--- WRITTEN EXERCISE ---
Reproduce word for word the lines of the records below, starting at the line that contains "If you could segment every instance of the person" and ending with the final line of the records.
— START OF SUPPLIED INFORMATION —
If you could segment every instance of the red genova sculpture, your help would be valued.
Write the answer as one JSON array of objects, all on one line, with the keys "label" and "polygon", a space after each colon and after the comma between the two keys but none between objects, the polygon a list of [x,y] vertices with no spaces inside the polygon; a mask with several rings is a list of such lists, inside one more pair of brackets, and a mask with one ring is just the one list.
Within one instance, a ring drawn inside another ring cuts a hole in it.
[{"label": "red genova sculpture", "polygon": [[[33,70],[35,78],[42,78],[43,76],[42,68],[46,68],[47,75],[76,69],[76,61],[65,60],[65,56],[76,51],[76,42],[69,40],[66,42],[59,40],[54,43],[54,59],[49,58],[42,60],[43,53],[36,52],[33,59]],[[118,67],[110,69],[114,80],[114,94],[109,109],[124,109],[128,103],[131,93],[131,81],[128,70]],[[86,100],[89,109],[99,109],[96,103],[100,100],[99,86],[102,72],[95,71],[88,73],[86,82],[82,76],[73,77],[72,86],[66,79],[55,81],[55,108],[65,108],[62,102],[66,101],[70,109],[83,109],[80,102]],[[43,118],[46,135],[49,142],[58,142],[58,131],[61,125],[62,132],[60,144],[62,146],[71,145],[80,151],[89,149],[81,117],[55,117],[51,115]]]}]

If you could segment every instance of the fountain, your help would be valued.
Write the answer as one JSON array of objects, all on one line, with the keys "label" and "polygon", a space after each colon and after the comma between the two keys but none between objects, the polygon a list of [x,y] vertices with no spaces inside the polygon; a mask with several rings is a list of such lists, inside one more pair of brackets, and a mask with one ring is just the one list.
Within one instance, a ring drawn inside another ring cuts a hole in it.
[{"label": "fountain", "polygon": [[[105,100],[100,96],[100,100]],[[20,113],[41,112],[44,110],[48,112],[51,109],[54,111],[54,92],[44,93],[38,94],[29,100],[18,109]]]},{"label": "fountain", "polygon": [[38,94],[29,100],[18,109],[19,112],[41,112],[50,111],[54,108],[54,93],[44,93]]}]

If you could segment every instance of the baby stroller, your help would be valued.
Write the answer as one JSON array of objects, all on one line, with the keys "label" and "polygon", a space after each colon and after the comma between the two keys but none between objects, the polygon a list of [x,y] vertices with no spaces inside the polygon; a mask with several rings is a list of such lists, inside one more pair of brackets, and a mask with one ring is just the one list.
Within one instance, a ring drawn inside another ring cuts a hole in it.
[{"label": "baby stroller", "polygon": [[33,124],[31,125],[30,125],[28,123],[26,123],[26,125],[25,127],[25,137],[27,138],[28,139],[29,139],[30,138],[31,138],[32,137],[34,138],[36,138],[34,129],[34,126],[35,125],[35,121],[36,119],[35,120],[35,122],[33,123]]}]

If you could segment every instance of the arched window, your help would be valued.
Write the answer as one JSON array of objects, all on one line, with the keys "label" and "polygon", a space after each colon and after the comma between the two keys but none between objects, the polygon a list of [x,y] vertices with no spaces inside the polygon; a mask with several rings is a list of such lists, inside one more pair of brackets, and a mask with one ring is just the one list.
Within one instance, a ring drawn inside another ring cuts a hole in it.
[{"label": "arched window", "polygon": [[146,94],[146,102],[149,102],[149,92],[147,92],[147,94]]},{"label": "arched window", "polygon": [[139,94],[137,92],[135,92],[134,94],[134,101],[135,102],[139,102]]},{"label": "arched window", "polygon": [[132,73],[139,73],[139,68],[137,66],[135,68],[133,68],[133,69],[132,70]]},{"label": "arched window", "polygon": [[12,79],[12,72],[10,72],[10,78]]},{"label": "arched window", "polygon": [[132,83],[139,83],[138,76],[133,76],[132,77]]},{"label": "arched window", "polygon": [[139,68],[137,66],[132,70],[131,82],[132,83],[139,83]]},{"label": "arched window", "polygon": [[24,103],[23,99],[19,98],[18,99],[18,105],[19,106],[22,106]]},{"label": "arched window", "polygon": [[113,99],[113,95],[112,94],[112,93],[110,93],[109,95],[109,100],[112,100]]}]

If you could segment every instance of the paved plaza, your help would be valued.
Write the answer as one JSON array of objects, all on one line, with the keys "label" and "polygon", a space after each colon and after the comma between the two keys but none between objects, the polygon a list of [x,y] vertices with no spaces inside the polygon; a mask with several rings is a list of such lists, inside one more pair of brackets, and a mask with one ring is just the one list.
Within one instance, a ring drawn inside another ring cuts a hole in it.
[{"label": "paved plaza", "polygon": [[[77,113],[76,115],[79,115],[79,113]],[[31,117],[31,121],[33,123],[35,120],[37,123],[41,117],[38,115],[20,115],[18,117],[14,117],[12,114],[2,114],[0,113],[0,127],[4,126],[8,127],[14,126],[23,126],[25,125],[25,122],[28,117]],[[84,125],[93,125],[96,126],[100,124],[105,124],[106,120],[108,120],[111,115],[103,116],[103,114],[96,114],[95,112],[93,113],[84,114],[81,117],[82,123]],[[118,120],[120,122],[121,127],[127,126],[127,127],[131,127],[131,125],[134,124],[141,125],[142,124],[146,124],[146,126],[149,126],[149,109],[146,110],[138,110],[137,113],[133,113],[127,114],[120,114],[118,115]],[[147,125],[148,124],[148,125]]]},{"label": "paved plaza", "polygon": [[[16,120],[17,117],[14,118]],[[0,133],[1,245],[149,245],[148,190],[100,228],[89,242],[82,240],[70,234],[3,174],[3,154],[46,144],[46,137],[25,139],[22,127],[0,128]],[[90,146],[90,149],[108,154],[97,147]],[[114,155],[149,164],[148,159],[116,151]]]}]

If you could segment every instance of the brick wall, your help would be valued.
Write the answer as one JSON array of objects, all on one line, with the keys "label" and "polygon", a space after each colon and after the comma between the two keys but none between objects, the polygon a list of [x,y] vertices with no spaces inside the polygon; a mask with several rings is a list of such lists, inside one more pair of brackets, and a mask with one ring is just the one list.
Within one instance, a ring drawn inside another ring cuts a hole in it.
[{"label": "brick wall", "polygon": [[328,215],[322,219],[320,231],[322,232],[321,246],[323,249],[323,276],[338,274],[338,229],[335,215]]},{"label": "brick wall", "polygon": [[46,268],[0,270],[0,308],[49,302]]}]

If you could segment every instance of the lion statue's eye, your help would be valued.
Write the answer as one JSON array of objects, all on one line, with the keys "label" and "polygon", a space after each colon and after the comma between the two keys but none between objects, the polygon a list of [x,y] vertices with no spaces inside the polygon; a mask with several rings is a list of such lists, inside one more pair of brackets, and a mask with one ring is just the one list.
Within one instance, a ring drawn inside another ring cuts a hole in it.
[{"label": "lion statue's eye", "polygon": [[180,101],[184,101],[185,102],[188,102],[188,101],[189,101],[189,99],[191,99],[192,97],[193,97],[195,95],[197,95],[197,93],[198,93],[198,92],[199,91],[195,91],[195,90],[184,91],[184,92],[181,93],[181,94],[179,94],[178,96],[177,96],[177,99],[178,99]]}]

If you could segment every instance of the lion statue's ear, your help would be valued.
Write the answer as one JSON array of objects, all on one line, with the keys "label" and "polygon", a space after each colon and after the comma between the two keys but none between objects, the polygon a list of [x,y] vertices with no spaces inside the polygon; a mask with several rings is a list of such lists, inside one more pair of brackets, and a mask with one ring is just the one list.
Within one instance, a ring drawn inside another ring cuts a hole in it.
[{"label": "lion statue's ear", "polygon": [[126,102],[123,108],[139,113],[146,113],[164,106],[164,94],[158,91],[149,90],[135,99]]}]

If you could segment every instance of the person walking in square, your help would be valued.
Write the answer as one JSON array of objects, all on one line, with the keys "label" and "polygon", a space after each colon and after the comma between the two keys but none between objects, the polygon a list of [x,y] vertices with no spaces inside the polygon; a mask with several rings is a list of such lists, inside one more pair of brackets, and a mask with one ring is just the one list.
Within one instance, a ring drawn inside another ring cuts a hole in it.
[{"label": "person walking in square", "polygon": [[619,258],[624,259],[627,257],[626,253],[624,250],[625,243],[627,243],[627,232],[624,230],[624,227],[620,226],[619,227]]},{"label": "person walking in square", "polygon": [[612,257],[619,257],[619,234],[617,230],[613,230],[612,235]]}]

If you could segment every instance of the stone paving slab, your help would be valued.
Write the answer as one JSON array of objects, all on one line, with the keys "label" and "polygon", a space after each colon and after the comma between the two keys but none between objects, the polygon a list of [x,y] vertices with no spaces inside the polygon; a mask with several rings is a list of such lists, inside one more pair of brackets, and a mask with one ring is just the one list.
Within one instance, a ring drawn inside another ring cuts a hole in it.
— END OF SUPPLIED INFORMATION —
--- RESULT BELOW ---
If you could segment every instance of the person walking in square, your help would be valued.
Write the answer as one JSON array of objects, all on one line, with the keys "label" and "polygon", a space after each colon and after the comma between the two keys but none between objects, the polygon a list of [x,y] vertices with no spaces inside the polygon; a mask with several rings is a list of such lists, inside one more pair of brackets, and a mask with one ring is just the one list.
Within one instance, a ring drawn inside another ring cuts a hole in it.
[{"label": "person walking in square", "polygon": [[619,258],[624,259],[627,257],[626,253],[624,250],[625,243],[627,243],[627,232],[624,230],[624,227],[620,226],[619,227]]},{"label": "person walking in square", "polygon": [[612,257],[619,257],[619,234],[617,230],[613,230],[612,235]]}]

If you could segment every instance of the stone paving slab, your help would be valued.
Write the answer as one JSON array of objects, all on one line, with the keys "label" and "polygon", a space after each colon and after the comma between the two keys but none between objects, the polygon a list of [x,y] vertices with no spaces inside the polygon; a mask with several rings is a list of such lists, inside one more pair of brackets, and a mask with one ring is just the one list.
Within one instance, a ring drawn inside another ring cuts a hole in it.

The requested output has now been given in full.